Saturday, May 24, 2014

That Deep Sense of Satisfaction - TNF100 2014

The North Face 100 is the biggest trail ultra event in Australia. Not because of it's toughness, large participant levels or it's big elevation +/-. Not even for the amount of stairs! No, nothing like that. It's simply the biggest because it's the one day of the year when so many people run, walk, limp, hobble, and crawl a bloody long way in order to experience our beautiful sport and achieve a massive goal. In the months leading up, there's the endless long runs, hill repeats and hours enduring Blue Mountains roadworks on route for training runs on the course ;-) In the lead up there's battles with pre-race nerves and self-doubt and during the run we all suffer, reach depths we never thought we could reach, fight the elements and then collectively as a group, once it's all over, celebrate in each others joy and achievements. This is ultra-trail running at it's best!

It's a race at the pointy end, no doubt about that. But looking around at the finish line on Sunday at the presentations I took a moment to reflect on my first trail ultra, and stepped into the shoes of the so many around me; those there not for the purpose of a finishing position so much but more for a finishers buckle or time and that deep sense of satisfaction that comes with completing what was a massive journey towards that finish line.

Well all one in ultra trail at least...

**Written exercise A:**
For each statement, say yes or no according to the race blog post, and quote the words from it that decide the answer: (i) The North Face 100 is called the biggest trail ultra event in Australia. (ii) The event is described as the biggest because of its large participant levels. (iii) The presentations at the finish line took place on Saturday.
The text and the listing were drawn from unrelated sources.

**Provided data:**

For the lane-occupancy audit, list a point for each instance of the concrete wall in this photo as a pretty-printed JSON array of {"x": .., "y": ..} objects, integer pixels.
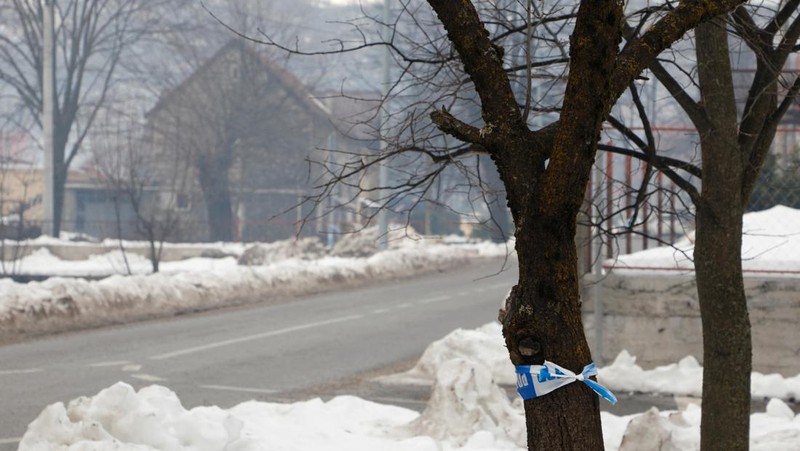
[{"x": 657, "y": 319}]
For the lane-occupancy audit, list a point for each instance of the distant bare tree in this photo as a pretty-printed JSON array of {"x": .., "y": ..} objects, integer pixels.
[
  {"x": 127, "y": 169},
  {"x": 92, "y": 37}
]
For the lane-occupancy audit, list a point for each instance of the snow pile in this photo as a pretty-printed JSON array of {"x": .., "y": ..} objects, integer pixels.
[
  {"x": 267, "y": 253},
  {"x": 467, "y": 411},
  {"x": 466, "y": 406},
  {"x": 685, "y": 378},
  {"x": 119, "y": 418},
  {"x": 771, "y": 243},
  {"x": 58, "y": 304},
  {"x": 777, "y": 428}
]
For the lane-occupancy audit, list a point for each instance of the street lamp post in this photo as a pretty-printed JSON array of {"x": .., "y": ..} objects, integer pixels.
[{"x": 48, "y": 121}]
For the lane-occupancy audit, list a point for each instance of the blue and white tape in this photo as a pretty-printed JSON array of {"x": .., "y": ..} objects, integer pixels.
[{"x": 538, "y": 380}]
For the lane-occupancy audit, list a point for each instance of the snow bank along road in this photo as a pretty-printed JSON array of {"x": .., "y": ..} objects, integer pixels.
[{"x": 256, "y": 352}]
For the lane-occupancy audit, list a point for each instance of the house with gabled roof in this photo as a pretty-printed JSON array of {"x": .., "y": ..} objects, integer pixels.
[{"x": 230, "y": 147}]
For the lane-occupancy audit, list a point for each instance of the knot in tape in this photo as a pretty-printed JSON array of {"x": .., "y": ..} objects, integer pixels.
[{"x": 534, "y": 381}]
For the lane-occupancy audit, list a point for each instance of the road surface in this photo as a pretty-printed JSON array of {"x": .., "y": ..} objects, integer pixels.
[{"x": 257, "y": 352}]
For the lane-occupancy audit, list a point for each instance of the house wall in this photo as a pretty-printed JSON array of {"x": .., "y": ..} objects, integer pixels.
[
  {"x": 657, "y": 319},
  {"x": 234, "y": 111}
]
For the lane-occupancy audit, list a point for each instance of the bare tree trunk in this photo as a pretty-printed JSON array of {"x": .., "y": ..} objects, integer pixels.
[
  {"x": 727, "y": 348},
  {"x": 213, "y": 178}
]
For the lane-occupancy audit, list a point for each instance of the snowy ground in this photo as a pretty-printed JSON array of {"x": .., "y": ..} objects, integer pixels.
[
  {"x": 258, "y": 273},
  {"x": 770, "y": 245},
  {"x": 467, "y": 410}
]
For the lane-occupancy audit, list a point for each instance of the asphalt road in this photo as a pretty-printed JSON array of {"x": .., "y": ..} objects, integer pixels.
[{"x": 257, "y": 352}]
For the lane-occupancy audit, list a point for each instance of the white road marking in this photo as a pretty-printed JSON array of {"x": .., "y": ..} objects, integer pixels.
[
  {"x": 24, "y": 371},
  {"x": 436, "y": 299},
  {"x": 234, "y": 341},
  {"x": 114, "y": 363},
  {"x": 148, "y": 377},
  {"x": 501, "y": 285},
  {"x": 239, "y": 389}
]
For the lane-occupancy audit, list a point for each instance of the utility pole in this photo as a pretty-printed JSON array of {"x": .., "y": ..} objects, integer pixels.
[
  {"x": 383, "y": 222},
  {"x": 48, "y": 122}
]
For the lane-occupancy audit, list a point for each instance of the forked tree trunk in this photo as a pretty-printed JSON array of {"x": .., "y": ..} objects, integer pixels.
[
  {"x": 727, "y": 352},
  {"x": 545, "y": 322}
]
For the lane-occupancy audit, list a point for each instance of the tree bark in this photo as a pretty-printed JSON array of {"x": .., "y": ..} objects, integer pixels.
[
  {"x": 542, "y": 319},
  {"x": 727, "y": 352}
]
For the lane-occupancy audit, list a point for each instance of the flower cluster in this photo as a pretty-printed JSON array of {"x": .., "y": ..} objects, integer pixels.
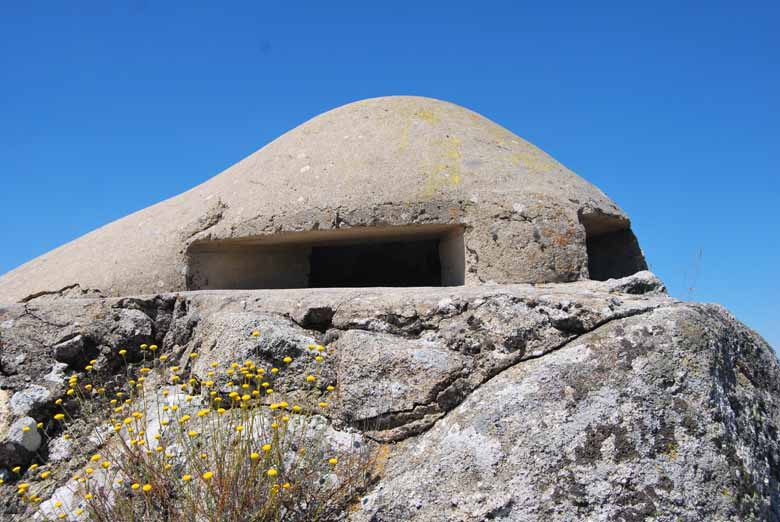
[{"x": 228, "y": 446}]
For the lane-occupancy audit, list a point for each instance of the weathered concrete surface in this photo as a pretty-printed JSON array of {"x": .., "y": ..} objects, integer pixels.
[
  {"x": 580, "y": 401},
  {"x": 378, "y": 163}
]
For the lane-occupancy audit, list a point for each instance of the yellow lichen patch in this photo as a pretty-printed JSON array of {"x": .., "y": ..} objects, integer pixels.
[
  {"x": 446, "y": 171},
  {"x": 427, "y": 115}
]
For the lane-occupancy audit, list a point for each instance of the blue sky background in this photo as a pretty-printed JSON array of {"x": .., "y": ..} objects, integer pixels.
[{"x": 108, "y": 107}]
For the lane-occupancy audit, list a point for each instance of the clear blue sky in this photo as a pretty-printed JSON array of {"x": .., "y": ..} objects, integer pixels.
[{"x": 108, "y": 107}]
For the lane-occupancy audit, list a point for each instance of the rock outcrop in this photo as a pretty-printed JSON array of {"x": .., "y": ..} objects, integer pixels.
[{"x": 579, "y": 401}]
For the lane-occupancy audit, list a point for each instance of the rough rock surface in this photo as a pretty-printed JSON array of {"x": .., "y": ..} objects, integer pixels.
[{"x": 579, "y": 401}]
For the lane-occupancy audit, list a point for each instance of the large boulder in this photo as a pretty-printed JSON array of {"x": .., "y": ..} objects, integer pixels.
[{"x": 579, "y": 401}]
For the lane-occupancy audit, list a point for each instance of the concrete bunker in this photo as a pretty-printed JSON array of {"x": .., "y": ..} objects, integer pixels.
[
  {"x": 422, "y": 255},
  {"x": 613, "y": 250}
]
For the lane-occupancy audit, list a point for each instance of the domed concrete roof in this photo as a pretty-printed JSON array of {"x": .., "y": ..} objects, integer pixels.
[{"x": 393, "y": 169}]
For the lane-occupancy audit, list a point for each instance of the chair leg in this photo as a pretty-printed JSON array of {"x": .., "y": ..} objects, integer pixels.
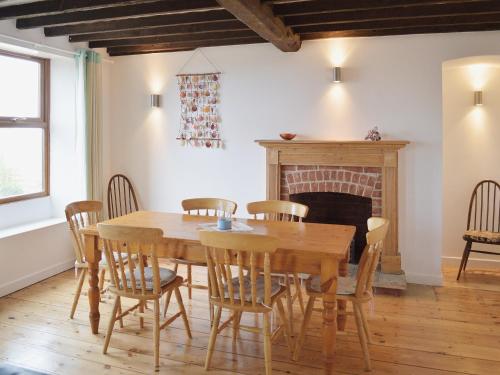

**Written exercise B:**
Return verbatim the stretch of the listing from the line containing "the concrete bunker" through the end of the listing, and leave the pictures out.

**Full output A:**
(i) Yes: "The North Face 100 is the biggest trail ultra event in Australia."
(ii) No: "Not because of it's toughness, large participant levels or it's big elevation +/-."
(iii) No: "at the finish line on Sunday at the presentations"

**Full output B:**
For the lane-occupancy audit, list a point for each instance of the concrete bunker in this photo as a pretty-printed JSON array of {"x": .., "y": ..} objects, integer pixels.
[
  {"x": 422, "y": 255},
  {"x": 613, "y": 250}
]
For the lane-occupancy audit, list a point for each instance of the domed concrete roof in this photo as a pretty-printed JSON array of {"x": .., "y": ..} objects, integer pixels.
[{"x": 393, "y": 169}]
For the lane-occupancy audit, list a point for each instance of the chair leg in this photo as a pretty-printed JSON array of {"x": .., "y": ..} objects, integer pixels.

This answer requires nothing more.